- [Excerpt provided]:
────
By now Gandhi was a great world figure, equivocal but inspiring. No imperialist, not even Kipling, had been so universally celebrated, analysed in a thousand essays, visited by a constant stream of pilgrims, ranked with national monuments and rhymed with Napoleon Brandy by Cole Porter himself.
1
Letters reached him from everywhere, sometimes addressed ‘Gandhi, India’, or ‘His Excellency President Gandhi’, or even simply with his picture pasted to the envelope. Cartoonists all over the world had merely to sketch a loin-cloth and a pair of spectacles, and every reader would understand.

Gandhi’s opponents, imperialism’s rearguard, were men of a different calibre and carriage—decent British gentlemen, diligent to a man, bravely grappling with the bickerings, sectarian rivalries and snaky intrigues of Indian politics, but lacking now the magic and mystery of success—the dreaming of dreams (O’Shaughnessy again) that could ‘go forth and conquer a crown’. Obsessed as they were with the day-to-day conduct of affairs, they did not often seem to grasp the grandeur of the historical processes in which they were playing a part—only Churchill sensed the scale of it all, and George V could see nothing more to the Gandhi-Irwin meetings than a somewhat disagreeable social ordeal. ‘His Majesty was only troubled’, wrote his private secretary to the Viceroy, ‘by the comical situation of the religious fanatic with his very restricted covering being admitted to your beautiful new house for what, His Majesty feels, must be rather interminable and irksome conversations.’

Irksome conversations, concerning the fate of millions and the destiny of the world! The British were working to the wrong time scale. They did not realize how imminent and how irresistible was the crisis of nationalism, as the subject peoples broke out of their docility into the consciousness of strength. They thought of the
Asians and Africans still as children, or more pertinently perhaps as social inferiors, and talked to them habitually
de
haut
en
bos.
The class system of England was reflected everywhere in the Empire, and nowhere more revealingly than in India: if the mandarins of the ICS looked down upon the box-wallahs of Calcutta, and the businessman looked down upon the railway employee or the British soldiery, one and all looked down, with varying degrees of benevolence, condescension or dislike, upon the indigenous Indian. Even now ordinary Anglo-Indians considered themselves innately superior to Mahatma Gandhi himself. ‘Just a bit of a nuisance’, is how one ICS man described him, ‘and slightly absurd.’ ‘I never allowed anyone to shout “Mahatma Gandhi”’, said a member of one of the oldest Anglo-Indian families, ‘without giving him six on the bottom with a stick. ’

More profoundly the British, whatever their public views or political convictions, instinctively hated the idea of leaving India.
LET CURZON HOLDE WHAT CURZON HELDE
. ‘
I
think
it
very
unwise
to
give
up
what
we
hold
.’ As Thucydides said about the Athenian Empire, in an observation popular among the imperial classicists, ‘it may seem wickedness to have won it, but it is certainly folly to let it go.’ To abdicate India would be a terrible psychological wrench for the British governing classes, let alone for the old Anglo-Indian families who had made it their lives. It was trauma for them.
────
- [Dataset entries on where objects appear]:

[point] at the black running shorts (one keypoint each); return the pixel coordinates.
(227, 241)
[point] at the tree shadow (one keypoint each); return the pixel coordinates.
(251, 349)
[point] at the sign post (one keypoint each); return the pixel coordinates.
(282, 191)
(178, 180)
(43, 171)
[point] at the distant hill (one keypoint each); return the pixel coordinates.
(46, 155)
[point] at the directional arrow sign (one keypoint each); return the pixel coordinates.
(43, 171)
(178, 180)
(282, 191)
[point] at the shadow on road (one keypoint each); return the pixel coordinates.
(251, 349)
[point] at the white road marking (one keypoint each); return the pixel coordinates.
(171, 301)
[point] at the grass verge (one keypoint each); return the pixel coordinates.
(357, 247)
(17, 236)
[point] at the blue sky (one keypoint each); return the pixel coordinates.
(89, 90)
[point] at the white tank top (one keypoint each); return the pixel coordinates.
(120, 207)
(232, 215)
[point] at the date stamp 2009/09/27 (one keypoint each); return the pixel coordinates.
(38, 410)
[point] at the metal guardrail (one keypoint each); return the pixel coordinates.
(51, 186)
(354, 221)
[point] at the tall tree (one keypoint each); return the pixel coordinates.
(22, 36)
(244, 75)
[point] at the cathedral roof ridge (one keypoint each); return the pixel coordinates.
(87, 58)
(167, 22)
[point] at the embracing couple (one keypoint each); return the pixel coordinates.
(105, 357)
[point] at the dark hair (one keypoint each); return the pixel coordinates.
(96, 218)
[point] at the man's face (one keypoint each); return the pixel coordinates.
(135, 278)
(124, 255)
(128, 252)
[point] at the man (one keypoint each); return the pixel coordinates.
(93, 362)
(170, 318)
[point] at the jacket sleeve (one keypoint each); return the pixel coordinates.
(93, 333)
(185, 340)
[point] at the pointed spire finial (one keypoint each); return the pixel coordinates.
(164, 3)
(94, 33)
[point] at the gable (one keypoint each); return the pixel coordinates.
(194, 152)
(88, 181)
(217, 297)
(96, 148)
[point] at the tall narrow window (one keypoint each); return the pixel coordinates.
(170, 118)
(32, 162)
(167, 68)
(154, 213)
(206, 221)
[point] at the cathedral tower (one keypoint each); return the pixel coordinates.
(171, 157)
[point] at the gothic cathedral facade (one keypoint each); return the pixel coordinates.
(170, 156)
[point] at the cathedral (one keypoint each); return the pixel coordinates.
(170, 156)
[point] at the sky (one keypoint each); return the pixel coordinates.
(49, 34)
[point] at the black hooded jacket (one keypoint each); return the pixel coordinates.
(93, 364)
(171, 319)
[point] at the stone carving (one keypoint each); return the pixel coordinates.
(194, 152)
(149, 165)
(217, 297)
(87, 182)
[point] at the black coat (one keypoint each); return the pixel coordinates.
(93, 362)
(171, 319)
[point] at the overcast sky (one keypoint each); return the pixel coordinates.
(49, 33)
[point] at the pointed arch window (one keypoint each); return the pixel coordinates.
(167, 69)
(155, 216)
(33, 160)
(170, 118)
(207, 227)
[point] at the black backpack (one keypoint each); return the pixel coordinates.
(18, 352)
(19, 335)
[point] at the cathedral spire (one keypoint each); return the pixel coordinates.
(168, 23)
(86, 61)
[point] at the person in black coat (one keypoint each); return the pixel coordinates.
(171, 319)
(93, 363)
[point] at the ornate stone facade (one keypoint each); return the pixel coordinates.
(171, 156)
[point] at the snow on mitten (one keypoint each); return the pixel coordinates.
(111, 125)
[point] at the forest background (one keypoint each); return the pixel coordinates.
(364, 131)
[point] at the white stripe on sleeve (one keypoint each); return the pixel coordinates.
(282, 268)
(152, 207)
────
- [Set problem]:
Carry on the excerpt about Gandhi and the British in India, picking up right after its final sentence. These entries were taken from a separate source.

- [Answer to the problem]:
On one level of thought, since they were honourable men, they were genuinely concerned to create, before they left, a self-governing India that would be peaceful, prosperous and likely to last. On another their interminable hesitations, procrastinations, proposals and inquiries were delaying actions, conscious or unconscious, postponing the time, year by year, conference after conference, when the old adventure must end at last. Throughout the 1920s, well into the 1930s, they argued and conferred, seeking always, if they did not always recognize it, a few more years of grandeur.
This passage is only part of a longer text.